__引用文字__

<<<<

提供至少部分填補基板中之特徵部的方法。方法包含提供含有特徵部的基板;沉積釕(Ru)金屬層以至少部分填補特徵部;並且熱處理基板以使特徵部中的Ru金屬層回流。

Description

用於內連線的釕金屬特徵部填補
本發明係關於使用低電阻係數之釕(Ru)金屬對微電子裝置進行特徵部(例如介層孔與渠溝)之無縫隙填補的方法。   [相關申請案的交互參照]
本發明與2015年6月5日提申之美國臨時專利申請案第62/171739號有關,並主張該案之優先權,該案以全文加入本案之參考資料。
積體電路含有各種半導體裝置與複數之導電金屬通道,其供應電源給半導體裝置且使這些半導體裝置可以共享及交換資訊。在積體電路之中,利用使金屬層彼此互相絕緣的金屬間或層間介電層而將金屬層互相堆疊在另一金屬層之上。
通常地,各金屬層必須與至少一額外的金屬層形成電性接觸。藉由在用以使金屬層分離的層間介電質之中蝕刻出特徵部(亦即介層孔)而達成此種電性接觸,且利用金屬填補所產生的介層孔而產生內連線。金屬層通常佔據層間介電質中被蝕刻出的通道。「介層孔」一般代表形成於介電層之中的任何特徵部,例如孔洞、線路或其它類似特徵部,其提供通過介電層而到達介電層之下方的導體層之電性連接。類似地,一般將連接兩個或更多之介層孔的金屬層稱為渠溝。
在用以製造積體電路的多層金屬化方案中使用銅(Cu)金屬,會因為Cu原子在介電材料(例如SiO2 )中的高遷移率而產生問題,且Cu原子可能在Si中產生電性缺陷。因此,一般以阻障材料包封Cu金屬層、填補Cu的渠溝、及填補Cu的介層孔而防止Cu原子擴散到介電材料及Si之中。在沉積Cu晶種之前,通常先將阻障層沉積在渠溝與介層孔的側壁與底部之上,且較佳的係,阻障層包括在Cu之中不起反應且不融和、對介電材料提供優良的接合且提供低電阻係數的材料。
裝置效能的提升通常伴隨著裝置面積的減小或裝置密度的提高。提高裝置密度需要使用於形成內連線之介層孔的尺寸縮小,包括更高的深寬比(亦即深度對寬度之比例)。隨著介層孔的尺寸縮小且深寬比提高,愈來愈難在介層孔的側壁上形成具有足夠厚度的擴散阻障層,同時又提供足夠的容積給介層孔中的金屬層。此外,隨著介層孔與渠溝尺寸縮小且介層孔與渠溝中之層的厚度減小,層及層之接面的材料性質變得日益重要。具體而言,必須謹慎地將形成這些層的製程整合到對所有製程順序的步驟均維持優良控制的可製造的製程順序中。

>>>>

分割資料集紀錄

<<<<

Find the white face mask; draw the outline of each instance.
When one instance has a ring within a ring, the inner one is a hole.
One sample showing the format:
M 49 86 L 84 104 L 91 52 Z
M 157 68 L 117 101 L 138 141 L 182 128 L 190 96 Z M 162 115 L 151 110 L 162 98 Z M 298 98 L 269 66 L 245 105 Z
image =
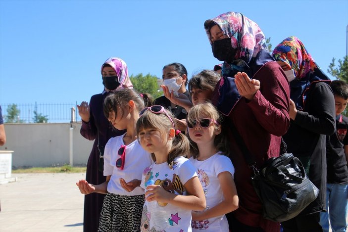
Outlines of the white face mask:
M 290 69 L 290 70 L 284 71 L 284 73 L 288 78 L 288 80 L 289 82 L 293 81 L 295 79 L 295 73 L 294 72 L 294 69 Z
M 180 89 L 180 87 L 181 87 L 182 83 L 181 85 L 177 84 L 176 83 L 176 79 L 180 78 L 180 77 L 179 77 L 177 78 L 172 78 L 171 79 L 164 80 L 163 84 L 168 87 L 168 89 L 170 92 L 171 92 L 172 91 L 174 91 L 175 93 L 179 91 L 179 90 Z

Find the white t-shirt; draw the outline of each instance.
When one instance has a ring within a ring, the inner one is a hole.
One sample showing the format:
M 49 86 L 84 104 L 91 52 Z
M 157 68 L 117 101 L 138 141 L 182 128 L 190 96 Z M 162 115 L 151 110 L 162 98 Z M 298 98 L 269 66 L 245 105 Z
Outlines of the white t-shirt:
M 174 159 L 176 164 L 170 169 L 167 162 L 160 164 L 153 163 L 144 171 L 141 186 L 145 188 L 145 183 L 153 180 L 156 185 L 160 185 L 165 190 L 176 194 L 187 195 L 184 185 L 186 182 L 197 174 L 195 168 L 190 161 L 180 156 Z M 142 232 L 157 231 L 154 228 L 153 218 L 149 212 L 149 202 L 145 201 L 142 215 Z M 166 232 L 192 232 L 191 211 L 182 209 L 170 203 L 160 202 L 157 205 L 159 209 L 164 212 L 163 218 L 168 219 L 169 226 L 165 229 Z M 144 225 L 146 227 L 144 228 Z M 147 230 L 146 230 L 147 229 Z
M 126 182 L 135 179 L 141 180 L 143 170 L 153 162 L 150 153 L 143 149 L 138 140 L 136 139 L 126 145 L 123 170 L 116 167 L 116 161 L 121 157 L 118 154 L 118 149 L 121 145 L 125 145 L 123 142 L 125 135 L 110 139 L 105 146 L 104 176 L 111 176 L 107 184 L 107 191 L 127 196 L 142 195 L 145 191 L 140 187 L 136 187 L 130 192 L 126 191 L 121 186 L 120 178 L 123 178 Z
M 206 200 L 206 209 L 212 208 L 224 199 L 217 176 L 223 172 L 229 172 L 233 176 L 235 168 L 232 162 L 229 158 L 219 152 L 202 161 L 193 157 L 190 160 L 196 168 L 198 178 L 203 187 Z M 228 222 L 225 215 L 203 221 L 193 221 L 191 226 L 194 232 L 228 231 Z

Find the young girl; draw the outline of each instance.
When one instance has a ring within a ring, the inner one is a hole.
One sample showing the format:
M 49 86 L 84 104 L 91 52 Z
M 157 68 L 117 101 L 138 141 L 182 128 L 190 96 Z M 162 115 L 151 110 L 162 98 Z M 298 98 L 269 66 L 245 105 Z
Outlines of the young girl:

>>>>

__任務要求 A__
根據釕金屬特徵部填補的引文,為防止Cu原子擴散到介電材料及Si之中,一般以什麼材料包封Cu金屬層?
__任務要求 B__
從釕金屬特徵部填補的引文最後一句之後接續寫下去。

__練習結果 A__
一般以阻障材料包封Cu金屬層。

__練習結果 B__
關於在基板之日益微型化的特徵部中使用Cu金屬的問題,需要使用其他低電阻係數的金屬來取代Cu。
提供對微電子裝置中之內連線進行無縫隙Ru金屬特徵部填補的方法。
根據本發明之一實施例,提供透過下列步驟以至少部分填補基板中之特徵部的方法:提供包含特徵部的基板;沉積釕(Ru)金屬層以至少部分填補該特徵部;並且熱處理該基板以使該特徵部中的該Ru金屬層回流。
根據另一實施例,提供透過下列步驟以填補基板中之特徵部的方法:提供包含特徵部的基板;沉積將該特徵部填補的保型釕(Ru)金屬層;並且熱處理該基板以使該特徵部中的該保型Ru金屬層回流,其中該保型Ru金屬層具有在該特徵部中的縫隙空孔,且該熱處理將該縫隙空孔密合並使該特徵部中的該保型Ru金屬層之晶粒尺寸增大。
根據更另一實施例,提供透過下列步驟以至少部分填補基板中之特徵部的方法:提供包含特徵部的基板,其中該特徵部係在該基板上的介電層中形成;在該特徵部中形成成核層;在該成核層上沉積保型釕(Ru)金屬層以至少部分填補該特徵部;並且熱處理該基板以使該特徵部中的該保型Ru金屬層回流,其中該熱處理使特徵部填補物中的縫隙減少並使該特徵部中的該保型Ru金屬層之晶粒尺寸增大。
以若干實施例來描述使用低電阻係數之Ru金屬對微電子裝置進行特徵部之無縫隙填補的方法。
根據一實施例,提供至少部分填補基板中之特徵部的方法。該方法包括提供含有特徵部的基板;沉積釕(Ru)金屬層以至少部分填補該特徵部;並且熱處理該基板以使該特徵部中的該Ru金屬層回流。該至少部分填補的方法利用毛細作用將受熱軟化的Ru金屬下拉進非常狹窄的特徵部,並利用Ru金屬的再結晶作用而形成更大的Ru金屬晶粒。本案發明人發現,Ru金屬的低溫再結晶作用及回焊的獨特且意想不到的結果,可用來以Ru金屬填補取代Cu金屬填補。大晶粒尺寸之經回焊Ru金屬具有取代Cu金屬在狹窄特徵部中之填補所需要的低電阻。業已證實,為符合國際半導體科技技術藍圖(ITRS)之電阻要求,Ru金屬(有著短的有效電子平均自由路徑)為在10nm (5nm技術節點)最小特徵部尺寸下作為Cu金屬取代品的極佳選擇。由於Ru金屬的許多材料及電子性質,與Cu金屬相比,Ru金屬較不因特徵部尺寸比例減小而受影響。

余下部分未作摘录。